▶ **Tasks to carry out**
A. In the passage below on pandemic mental health, mental health help should be prioritized as much as what?
B. Repeat the portion of the passage below on pandemic mental health between "The biggest challenges, for" and "masks and gloves.", inclusive.
C. Write what comes next in the passage below on pandemic mental health and social isolation, picking up after its final sentence.

▶ **Given text**
**********

The biggest challenges, for all of us, may come next — mental health issues. While the need for personal protective equipment may be the obvious priority, mental health protection is equally necessary. Mental health help should be as prioritized as the use of masks and gloves.

Social isolation

It’s unclear how long the self-imposed physical isolation that some essential workers must endure will continue. The uncertainty of this reality is causing deeper loneliness but also depression and anxiety that will likely outlast the pandemic if proper help is not made available.

For most of us, knowing we should not go outside or socialize affects our psyche negatively, but there is some relief — short walks or jogs — if we are able to maintain safe social distancing and proper protective gear. For those quarantined, however, even that is a luxury they’re not able to enjoy. For many, the risks that they’re exposed to require them to self-isolate to a degree that most of us do not.

**********

▶ **Excerpted records**

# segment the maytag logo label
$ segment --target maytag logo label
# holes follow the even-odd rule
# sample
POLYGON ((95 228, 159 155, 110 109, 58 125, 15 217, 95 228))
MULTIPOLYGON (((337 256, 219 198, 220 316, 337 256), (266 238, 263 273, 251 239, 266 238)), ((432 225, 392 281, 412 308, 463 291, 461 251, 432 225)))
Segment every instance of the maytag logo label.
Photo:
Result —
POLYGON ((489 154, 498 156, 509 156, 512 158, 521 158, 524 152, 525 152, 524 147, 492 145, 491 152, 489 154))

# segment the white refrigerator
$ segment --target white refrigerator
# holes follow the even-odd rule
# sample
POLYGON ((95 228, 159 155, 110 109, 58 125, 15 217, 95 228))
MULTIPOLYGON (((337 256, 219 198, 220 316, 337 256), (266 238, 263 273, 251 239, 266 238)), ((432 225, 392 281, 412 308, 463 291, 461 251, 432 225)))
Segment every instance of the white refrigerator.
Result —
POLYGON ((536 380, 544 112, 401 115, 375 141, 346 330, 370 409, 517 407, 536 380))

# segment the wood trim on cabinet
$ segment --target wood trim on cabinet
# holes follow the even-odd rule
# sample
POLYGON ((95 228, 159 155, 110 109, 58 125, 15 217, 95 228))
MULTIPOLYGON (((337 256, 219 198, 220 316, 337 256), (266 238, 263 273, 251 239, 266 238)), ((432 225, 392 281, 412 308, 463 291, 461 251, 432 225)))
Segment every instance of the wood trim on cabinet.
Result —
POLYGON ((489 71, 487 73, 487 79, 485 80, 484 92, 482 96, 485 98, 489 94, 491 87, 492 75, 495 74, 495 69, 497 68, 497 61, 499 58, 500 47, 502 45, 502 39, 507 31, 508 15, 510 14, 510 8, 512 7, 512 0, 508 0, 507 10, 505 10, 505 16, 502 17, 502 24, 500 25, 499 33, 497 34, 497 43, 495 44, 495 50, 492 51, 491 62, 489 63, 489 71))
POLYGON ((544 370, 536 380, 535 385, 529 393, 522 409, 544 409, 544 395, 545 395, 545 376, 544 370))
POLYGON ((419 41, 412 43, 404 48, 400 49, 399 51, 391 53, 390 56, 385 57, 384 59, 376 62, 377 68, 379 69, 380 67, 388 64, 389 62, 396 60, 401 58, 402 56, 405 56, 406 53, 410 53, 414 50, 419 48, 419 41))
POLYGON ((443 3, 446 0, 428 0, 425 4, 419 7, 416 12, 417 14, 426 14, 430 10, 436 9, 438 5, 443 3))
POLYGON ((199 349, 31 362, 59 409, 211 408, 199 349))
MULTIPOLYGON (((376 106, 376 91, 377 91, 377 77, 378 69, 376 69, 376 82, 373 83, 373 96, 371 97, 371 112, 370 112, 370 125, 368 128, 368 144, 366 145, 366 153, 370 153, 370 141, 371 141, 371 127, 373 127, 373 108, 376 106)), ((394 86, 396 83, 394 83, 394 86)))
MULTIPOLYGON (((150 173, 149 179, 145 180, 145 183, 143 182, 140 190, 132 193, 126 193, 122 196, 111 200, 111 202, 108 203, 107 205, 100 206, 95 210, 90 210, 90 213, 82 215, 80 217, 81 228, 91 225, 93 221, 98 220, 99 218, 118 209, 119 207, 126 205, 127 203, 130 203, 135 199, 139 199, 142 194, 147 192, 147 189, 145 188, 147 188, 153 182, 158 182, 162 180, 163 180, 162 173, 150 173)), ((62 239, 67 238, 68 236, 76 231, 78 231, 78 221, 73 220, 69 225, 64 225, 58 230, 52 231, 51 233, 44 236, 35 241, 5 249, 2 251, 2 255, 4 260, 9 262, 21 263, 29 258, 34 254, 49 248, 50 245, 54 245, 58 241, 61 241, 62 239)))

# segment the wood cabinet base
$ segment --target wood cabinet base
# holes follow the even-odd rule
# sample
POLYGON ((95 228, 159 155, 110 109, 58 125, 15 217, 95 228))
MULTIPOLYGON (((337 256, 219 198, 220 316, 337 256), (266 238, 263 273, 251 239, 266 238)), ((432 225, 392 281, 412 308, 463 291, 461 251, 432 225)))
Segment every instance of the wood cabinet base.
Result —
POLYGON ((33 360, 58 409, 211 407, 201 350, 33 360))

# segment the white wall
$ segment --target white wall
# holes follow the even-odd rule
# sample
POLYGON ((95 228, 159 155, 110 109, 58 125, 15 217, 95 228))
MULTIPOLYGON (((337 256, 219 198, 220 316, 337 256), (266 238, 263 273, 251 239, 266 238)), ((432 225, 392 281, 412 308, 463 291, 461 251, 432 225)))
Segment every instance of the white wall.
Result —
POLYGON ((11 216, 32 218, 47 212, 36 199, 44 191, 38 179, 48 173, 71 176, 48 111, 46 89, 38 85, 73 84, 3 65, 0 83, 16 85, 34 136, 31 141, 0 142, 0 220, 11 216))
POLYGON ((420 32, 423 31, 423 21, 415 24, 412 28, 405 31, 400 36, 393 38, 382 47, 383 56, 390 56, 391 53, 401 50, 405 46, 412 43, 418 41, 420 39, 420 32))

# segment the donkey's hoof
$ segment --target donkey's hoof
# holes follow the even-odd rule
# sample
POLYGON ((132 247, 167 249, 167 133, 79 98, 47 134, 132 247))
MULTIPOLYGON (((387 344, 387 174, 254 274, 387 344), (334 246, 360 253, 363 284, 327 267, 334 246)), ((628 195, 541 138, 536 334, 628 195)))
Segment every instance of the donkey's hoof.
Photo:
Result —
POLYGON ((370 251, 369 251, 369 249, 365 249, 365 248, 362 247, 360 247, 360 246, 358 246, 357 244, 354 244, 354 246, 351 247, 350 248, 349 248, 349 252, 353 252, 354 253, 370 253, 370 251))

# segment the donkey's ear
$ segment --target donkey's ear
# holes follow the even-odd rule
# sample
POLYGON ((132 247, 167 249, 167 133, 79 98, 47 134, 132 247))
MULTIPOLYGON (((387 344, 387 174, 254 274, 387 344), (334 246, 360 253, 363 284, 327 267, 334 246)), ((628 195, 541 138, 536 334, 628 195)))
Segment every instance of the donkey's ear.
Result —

**********

▶ **Answers provided**
A. The use of masks and gloves.

B.
The biggest challenges, for all of us, may come next — mental health issues. While the need for personal protective equipment may be the obvious priority, mental health protection is equally necessary. Mental health help should be as prioritized as the use of masks and gloves.

C.
From the experience of smaller scale past epidemics, we know that a quarantine has severe effects on the mental and emotional health of essential workers. It can cause PTSD, severe anxiety, depression, and increase drug or alcohol abuse. Without the help of a mental health professional, these outcomes can be terribly detrimental, not just to the impacted workers, but to their families, friends, and community.

Disappointment

Another impact of the coronavirus outbreak on essential workers includes feelings of disappointment and objectification that many workers feel toward their workplace. This disappointment stems from the fact that many lack personal protective equipment and adequate support, both for their mental and physical health. Many have also voiced concerns that their health and safety are not their employer’s primary concern, rather employers are focused on the bottom line. While workers may be there to make a difference, pay bills, and provide for their family — the priorities of decision makers may be to shareholders and executives. Many essential workers have already walked off the job in protest and a general strike for more protections has been organized for May 1st.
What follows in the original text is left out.